> **What to do**:
a) From the article on global claims in construction, extract the passage starting with "International Feature: Global" and going on through "more common scenario.", copying it word for word.
b) Answer these about the article on global claims in construction:
(i) What consulting firm is listed with the author?
(ii) According to the article, what is there no widely accepted, crystalized and firm approach for?
(iii) Which party does the article treat as claimants?

> **Selected excerpt**:
+ + +
International Feature: Global Claims In Construction

Vladimir Vencl, Independent Construction Contracts Management Consultant

QED Construction Consulting Services LLC

Global Claims In Construction

There are a lot of uncertainties surrounding global claims on construction projects. Most importantly, there is no widely accepted, crystalized and firm approach for their presentation and resolution. For these reasons, this article will not put much weight to any current standings that could apply in particular countries or legal systems. Instead, it will attempt to identify universal and recurrent issues and common sense approach in addressing these claims. Although both parties may find themselves on the global claims receiving end, this article addresses contractors as claimants and clients as respondents, as it is a much more common scenario.
+ + +
> **Stored records**:
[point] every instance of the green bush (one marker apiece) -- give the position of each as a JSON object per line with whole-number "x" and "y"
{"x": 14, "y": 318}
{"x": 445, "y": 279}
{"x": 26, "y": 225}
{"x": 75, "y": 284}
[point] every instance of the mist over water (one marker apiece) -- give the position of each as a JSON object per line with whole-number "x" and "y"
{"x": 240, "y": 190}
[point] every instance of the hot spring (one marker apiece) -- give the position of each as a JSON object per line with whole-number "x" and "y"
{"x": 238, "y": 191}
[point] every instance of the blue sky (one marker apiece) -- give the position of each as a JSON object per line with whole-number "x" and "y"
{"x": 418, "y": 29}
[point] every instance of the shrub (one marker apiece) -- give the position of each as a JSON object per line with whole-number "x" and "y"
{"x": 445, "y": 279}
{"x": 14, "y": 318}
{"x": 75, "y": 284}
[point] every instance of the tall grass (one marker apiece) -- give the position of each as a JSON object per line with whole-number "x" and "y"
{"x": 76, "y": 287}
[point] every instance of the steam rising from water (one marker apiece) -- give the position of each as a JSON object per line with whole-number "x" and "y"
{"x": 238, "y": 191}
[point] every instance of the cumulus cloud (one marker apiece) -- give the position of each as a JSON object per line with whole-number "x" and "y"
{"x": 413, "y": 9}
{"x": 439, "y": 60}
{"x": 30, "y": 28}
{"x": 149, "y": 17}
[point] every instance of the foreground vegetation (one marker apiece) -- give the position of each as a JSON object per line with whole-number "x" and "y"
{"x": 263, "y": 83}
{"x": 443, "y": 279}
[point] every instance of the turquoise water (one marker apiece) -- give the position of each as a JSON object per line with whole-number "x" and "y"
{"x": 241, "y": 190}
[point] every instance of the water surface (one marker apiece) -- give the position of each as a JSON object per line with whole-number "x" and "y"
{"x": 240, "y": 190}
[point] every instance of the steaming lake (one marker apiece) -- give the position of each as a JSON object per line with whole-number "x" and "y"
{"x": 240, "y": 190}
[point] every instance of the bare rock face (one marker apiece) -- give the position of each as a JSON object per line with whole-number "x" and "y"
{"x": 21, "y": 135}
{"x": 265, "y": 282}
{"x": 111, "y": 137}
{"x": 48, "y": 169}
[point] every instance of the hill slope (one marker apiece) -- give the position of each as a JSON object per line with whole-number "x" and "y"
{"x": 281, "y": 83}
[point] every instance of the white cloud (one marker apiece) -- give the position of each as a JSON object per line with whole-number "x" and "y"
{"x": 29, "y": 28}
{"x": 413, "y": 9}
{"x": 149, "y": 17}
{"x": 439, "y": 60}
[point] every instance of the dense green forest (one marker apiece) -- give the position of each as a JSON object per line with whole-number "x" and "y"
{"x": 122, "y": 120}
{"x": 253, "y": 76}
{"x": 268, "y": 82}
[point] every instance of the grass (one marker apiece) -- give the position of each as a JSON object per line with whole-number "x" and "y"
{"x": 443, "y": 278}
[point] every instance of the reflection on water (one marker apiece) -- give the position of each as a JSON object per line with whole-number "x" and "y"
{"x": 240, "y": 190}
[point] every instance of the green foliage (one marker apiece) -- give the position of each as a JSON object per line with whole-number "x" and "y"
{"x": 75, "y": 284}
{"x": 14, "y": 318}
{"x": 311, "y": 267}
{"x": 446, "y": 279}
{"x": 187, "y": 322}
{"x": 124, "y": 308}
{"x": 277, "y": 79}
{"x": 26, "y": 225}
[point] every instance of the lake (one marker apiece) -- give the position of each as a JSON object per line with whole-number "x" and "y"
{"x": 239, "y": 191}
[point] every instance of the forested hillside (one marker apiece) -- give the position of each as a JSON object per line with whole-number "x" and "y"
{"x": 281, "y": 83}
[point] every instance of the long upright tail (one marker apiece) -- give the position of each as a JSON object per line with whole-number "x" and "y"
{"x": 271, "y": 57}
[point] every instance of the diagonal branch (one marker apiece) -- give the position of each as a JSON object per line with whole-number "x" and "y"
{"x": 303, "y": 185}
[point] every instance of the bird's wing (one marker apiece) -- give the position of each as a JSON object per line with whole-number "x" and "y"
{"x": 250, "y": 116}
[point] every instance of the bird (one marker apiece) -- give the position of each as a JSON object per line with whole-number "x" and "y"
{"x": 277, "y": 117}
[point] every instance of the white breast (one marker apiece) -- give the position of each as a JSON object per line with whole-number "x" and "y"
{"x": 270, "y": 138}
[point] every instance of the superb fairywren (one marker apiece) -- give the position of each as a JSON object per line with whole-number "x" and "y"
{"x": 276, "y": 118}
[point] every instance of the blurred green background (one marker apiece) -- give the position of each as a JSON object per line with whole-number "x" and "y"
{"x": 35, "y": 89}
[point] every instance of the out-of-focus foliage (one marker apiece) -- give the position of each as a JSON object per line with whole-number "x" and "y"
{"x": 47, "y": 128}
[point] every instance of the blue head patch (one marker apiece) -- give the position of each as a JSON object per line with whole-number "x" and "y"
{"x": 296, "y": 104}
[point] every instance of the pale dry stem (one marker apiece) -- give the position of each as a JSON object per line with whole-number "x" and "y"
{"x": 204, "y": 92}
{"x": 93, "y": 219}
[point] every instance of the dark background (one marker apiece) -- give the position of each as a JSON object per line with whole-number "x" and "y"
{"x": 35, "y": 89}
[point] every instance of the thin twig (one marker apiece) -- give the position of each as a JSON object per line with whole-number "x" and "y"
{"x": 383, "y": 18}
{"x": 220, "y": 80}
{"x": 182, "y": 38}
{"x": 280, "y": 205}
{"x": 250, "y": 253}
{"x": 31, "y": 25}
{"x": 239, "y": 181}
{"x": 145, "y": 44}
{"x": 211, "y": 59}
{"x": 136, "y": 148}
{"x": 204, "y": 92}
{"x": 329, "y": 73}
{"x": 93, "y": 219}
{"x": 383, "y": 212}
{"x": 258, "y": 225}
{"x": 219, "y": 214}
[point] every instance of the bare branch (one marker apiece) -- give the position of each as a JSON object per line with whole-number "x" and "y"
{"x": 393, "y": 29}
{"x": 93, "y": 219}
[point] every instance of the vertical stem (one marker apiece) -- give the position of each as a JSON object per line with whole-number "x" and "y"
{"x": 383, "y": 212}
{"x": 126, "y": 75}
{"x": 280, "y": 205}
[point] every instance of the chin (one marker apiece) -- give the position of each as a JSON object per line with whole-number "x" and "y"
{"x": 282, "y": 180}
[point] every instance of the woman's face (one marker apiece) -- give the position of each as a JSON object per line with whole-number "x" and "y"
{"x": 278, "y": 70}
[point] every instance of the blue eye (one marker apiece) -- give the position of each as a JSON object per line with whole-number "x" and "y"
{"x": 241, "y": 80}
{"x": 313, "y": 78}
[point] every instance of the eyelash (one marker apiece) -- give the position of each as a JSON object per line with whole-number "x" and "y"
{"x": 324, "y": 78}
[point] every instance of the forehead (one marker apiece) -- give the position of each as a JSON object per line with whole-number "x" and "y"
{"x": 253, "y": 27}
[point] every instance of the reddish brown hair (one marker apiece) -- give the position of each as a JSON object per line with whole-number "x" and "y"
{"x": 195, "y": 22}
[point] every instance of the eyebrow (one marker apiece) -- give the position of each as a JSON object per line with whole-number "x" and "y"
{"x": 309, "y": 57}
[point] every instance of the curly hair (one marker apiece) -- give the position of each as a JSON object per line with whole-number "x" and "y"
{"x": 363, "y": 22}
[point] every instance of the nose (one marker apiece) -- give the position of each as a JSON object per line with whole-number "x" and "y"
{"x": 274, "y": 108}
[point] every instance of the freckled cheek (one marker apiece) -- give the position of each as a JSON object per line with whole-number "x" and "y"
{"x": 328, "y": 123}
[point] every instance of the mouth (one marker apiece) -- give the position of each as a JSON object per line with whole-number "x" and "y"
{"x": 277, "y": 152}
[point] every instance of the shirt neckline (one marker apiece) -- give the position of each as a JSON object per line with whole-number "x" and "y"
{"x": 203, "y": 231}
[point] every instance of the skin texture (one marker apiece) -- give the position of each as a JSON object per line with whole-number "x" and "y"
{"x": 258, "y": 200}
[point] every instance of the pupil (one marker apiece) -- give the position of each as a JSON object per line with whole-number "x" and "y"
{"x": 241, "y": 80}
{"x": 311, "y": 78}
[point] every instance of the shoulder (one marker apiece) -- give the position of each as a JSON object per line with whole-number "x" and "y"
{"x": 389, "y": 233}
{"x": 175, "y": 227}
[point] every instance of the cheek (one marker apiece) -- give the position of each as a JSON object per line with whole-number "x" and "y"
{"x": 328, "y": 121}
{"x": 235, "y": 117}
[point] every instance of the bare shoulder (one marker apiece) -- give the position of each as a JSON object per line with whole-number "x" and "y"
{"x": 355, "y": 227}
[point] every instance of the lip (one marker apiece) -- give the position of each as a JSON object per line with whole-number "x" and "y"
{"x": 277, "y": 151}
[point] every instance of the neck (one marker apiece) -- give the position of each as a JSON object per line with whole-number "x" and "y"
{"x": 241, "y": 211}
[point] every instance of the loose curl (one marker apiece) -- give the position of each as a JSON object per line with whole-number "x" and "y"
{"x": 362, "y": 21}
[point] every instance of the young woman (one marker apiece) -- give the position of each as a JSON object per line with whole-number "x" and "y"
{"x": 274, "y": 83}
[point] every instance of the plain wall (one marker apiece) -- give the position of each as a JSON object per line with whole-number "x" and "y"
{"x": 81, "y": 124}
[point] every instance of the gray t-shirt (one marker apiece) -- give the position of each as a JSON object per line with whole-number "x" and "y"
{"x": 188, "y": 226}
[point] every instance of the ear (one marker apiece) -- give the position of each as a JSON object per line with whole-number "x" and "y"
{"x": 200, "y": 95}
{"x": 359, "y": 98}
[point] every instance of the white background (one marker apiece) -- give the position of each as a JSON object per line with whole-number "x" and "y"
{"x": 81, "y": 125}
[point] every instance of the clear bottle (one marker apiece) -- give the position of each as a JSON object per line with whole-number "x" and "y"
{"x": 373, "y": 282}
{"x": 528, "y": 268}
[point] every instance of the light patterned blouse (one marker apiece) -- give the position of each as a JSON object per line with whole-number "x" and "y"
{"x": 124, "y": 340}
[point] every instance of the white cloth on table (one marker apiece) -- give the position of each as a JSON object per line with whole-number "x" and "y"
+ + +
> **Exercise solutions**:
a)
International Feature: Global Claims In Construction

Vladimir Vencl, Independent Construction Contracts Management Consultant

QED Construction Consulting Services LLC

Global Claims In Construction

There are a lot of uncertainties surrounding global claims on construction projects. Most importantly, there is no widely accepted, crystalized and firm approach for their presentation and resolution. For these reasons, this article will not put much weight to any current standings that could apply in particular countries or legal systems. Instead, it will attempt to identify universal and recurrent issues and common sense approach in addressing these claims. Although both parties may find themselves on the global claims receiving end, this article addresses contractors as claimants and clients as respondents, as it is a much more common scenario.

b)
(i) QED Construction Consulting Services LLC
(ii) The presentation and resolution of global claims
(iii) Contractors